Problem to solve ▸ Please pick out every row below that contains the string "trimmed" and copy each one. Matching is case-sensitive.

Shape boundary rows
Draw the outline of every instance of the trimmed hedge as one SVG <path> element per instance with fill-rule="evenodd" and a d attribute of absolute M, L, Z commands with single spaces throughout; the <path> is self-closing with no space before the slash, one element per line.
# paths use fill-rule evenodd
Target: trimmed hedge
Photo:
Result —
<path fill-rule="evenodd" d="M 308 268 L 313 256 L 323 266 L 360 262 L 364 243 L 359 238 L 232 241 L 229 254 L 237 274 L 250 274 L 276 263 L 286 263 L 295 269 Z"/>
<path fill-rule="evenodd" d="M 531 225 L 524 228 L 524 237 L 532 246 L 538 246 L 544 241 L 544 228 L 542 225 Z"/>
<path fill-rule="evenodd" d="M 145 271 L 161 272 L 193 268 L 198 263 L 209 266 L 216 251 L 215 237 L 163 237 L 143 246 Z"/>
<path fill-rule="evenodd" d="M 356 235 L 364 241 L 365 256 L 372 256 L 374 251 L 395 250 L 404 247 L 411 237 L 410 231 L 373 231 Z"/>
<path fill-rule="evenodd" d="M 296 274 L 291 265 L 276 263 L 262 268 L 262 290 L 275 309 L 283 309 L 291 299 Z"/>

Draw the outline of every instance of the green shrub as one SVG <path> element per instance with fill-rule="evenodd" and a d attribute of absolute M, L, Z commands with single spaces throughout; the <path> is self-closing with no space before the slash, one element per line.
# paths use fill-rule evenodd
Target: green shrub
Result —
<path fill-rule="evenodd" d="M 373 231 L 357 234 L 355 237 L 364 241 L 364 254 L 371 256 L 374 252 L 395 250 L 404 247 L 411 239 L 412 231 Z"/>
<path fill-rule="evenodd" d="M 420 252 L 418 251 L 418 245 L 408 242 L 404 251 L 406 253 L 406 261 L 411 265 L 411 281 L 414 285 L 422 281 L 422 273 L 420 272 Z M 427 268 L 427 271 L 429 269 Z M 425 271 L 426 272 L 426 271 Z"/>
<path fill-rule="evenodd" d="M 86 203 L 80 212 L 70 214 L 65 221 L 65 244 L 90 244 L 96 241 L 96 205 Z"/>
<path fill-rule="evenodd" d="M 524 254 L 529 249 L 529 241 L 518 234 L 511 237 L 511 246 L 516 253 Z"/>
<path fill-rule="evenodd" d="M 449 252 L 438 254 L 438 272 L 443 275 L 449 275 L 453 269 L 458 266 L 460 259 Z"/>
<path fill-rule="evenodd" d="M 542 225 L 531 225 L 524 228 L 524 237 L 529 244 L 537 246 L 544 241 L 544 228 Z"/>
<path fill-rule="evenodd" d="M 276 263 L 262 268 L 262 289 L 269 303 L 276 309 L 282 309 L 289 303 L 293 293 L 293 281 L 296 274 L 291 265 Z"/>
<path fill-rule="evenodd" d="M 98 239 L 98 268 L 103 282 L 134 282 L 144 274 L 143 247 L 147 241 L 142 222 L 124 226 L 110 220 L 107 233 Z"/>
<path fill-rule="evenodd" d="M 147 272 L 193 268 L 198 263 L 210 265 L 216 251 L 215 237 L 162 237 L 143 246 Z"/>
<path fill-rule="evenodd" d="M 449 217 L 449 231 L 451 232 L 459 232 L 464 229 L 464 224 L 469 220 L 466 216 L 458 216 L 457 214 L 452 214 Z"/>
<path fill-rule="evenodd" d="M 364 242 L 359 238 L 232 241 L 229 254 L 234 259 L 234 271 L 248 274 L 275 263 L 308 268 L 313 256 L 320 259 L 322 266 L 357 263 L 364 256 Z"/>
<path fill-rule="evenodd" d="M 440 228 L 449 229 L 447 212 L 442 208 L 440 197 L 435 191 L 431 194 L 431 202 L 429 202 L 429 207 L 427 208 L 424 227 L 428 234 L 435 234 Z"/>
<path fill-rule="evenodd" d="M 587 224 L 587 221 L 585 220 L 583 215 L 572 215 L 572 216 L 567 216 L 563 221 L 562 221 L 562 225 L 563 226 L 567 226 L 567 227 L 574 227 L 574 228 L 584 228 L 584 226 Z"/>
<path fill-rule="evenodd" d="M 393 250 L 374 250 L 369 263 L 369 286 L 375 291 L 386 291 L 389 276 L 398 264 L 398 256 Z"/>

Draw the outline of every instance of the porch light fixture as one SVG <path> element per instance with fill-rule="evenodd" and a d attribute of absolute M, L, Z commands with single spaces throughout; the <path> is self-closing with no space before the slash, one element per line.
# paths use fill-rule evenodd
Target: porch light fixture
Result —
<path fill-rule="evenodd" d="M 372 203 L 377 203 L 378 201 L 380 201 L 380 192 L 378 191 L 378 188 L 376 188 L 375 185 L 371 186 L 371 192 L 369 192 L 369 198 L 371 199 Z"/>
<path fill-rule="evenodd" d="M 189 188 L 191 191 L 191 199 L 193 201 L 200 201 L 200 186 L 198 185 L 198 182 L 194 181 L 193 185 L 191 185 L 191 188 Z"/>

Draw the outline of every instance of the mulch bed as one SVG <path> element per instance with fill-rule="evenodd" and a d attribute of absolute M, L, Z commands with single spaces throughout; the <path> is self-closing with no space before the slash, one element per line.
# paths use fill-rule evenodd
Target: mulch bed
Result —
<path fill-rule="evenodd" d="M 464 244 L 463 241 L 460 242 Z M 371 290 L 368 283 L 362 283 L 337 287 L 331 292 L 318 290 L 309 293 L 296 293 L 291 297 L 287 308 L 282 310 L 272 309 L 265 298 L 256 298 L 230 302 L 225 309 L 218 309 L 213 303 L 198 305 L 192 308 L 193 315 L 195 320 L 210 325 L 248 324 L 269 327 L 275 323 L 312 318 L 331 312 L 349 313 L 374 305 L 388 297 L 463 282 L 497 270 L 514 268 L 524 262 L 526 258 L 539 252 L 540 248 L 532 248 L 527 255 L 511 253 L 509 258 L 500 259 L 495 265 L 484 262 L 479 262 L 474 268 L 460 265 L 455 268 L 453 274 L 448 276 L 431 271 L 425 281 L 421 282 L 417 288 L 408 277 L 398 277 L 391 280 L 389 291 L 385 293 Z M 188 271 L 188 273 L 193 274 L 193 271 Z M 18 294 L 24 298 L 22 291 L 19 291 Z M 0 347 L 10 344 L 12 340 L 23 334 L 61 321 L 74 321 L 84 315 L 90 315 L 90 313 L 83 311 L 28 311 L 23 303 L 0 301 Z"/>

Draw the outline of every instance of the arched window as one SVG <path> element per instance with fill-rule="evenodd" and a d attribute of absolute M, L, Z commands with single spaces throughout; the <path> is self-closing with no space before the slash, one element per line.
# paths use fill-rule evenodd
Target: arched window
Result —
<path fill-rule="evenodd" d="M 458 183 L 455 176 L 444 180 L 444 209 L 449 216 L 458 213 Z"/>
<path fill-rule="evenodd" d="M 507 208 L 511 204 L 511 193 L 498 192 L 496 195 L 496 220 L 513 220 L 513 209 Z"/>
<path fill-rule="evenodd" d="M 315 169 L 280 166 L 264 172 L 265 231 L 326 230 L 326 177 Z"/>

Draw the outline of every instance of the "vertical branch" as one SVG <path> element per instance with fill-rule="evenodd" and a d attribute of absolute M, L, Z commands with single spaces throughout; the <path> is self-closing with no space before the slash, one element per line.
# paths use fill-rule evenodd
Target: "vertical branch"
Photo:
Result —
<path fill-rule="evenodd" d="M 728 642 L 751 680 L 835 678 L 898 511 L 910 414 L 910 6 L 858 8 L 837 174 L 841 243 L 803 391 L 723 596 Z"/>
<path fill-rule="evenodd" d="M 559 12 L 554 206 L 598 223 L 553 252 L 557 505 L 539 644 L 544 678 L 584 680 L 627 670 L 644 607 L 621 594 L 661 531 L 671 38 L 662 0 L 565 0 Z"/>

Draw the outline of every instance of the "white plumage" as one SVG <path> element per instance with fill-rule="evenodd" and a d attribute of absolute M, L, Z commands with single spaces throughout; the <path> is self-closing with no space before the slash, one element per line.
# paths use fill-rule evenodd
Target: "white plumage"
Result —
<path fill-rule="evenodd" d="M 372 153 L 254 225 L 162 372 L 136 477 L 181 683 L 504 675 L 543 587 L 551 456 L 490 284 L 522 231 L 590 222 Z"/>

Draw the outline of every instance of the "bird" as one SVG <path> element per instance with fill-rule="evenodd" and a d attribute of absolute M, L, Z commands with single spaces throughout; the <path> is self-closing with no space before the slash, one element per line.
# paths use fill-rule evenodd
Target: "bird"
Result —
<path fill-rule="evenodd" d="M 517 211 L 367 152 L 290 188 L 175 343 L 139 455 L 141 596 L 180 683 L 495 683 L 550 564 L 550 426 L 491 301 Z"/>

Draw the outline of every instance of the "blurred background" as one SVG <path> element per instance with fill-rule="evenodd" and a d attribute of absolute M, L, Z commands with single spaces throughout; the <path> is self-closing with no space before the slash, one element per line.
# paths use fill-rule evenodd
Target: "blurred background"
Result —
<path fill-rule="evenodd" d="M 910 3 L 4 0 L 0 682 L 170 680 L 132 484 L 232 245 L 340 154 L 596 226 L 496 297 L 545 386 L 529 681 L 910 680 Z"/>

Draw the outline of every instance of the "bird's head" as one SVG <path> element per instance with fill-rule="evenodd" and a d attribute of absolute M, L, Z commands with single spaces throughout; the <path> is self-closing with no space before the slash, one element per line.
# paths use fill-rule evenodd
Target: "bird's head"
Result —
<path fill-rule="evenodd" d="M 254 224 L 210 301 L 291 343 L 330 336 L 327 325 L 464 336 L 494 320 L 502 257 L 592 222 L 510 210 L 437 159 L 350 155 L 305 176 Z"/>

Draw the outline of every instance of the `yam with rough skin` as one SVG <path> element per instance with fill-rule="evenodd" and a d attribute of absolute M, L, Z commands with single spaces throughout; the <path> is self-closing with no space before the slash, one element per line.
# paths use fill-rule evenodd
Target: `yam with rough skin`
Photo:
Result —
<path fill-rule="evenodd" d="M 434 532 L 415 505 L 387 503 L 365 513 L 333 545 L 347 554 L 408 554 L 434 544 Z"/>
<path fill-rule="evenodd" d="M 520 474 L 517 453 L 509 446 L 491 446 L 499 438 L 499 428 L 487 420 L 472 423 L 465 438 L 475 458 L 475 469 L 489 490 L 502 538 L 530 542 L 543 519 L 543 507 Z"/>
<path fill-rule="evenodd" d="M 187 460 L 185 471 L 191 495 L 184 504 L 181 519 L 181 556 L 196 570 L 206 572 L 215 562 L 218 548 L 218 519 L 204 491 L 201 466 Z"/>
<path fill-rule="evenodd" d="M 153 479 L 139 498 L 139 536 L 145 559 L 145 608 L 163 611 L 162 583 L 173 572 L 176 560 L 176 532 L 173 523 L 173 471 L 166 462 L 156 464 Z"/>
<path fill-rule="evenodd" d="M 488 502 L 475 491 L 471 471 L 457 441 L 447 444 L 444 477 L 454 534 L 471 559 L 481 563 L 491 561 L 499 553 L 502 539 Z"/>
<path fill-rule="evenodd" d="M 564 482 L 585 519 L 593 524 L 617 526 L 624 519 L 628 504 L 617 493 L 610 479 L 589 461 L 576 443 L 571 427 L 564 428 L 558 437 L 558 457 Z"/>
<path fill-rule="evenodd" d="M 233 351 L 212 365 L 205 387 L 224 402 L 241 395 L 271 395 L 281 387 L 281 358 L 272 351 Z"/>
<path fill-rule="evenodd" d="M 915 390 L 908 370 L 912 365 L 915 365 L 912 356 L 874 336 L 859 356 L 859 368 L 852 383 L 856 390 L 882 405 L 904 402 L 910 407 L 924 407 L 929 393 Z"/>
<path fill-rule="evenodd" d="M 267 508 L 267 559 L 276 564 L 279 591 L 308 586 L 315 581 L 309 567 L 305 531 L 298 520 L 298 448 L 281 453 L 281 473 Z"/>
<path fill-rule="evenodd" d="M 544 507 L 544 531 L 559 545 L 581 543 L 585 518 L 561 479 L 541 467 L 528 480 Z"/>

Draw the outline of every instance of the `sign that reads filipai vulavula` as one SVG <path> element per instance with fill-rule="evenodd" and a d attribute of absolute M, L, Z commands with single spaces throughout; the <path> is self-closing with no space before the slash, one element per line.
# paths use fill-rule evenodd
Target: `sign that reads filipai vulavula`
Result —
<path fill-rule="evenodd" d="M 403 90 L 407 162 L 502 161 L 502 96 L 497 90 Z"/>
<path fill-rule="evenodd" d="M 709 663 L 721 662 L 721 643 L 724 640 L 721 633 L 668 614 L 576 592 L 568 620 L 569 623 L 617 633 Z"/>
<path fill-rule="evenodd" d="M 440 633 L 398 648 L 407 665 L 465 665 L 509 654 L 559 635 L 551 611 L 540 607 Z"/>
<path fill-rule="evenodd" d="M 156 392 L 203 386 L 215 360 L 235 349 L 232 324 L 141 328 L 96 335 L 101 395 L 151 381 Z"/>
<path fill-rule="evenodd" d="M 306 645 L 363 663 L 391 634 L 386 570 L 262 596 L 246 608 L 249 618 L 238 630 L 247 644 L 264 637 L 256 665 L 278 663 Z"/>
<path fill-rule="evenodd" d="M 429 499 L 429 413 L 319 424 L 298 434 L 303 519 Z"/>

Exercise solution ▸
Draw the outline of every instance of the trimmed hedge as one SVG <path> element per instance with fill-rule="evenodd" and a d attribute of absolute M, L, Z commands with single spaces throughout; the <path> is self-closing with no space before the slash, one element per line.
Target: trimmed hedge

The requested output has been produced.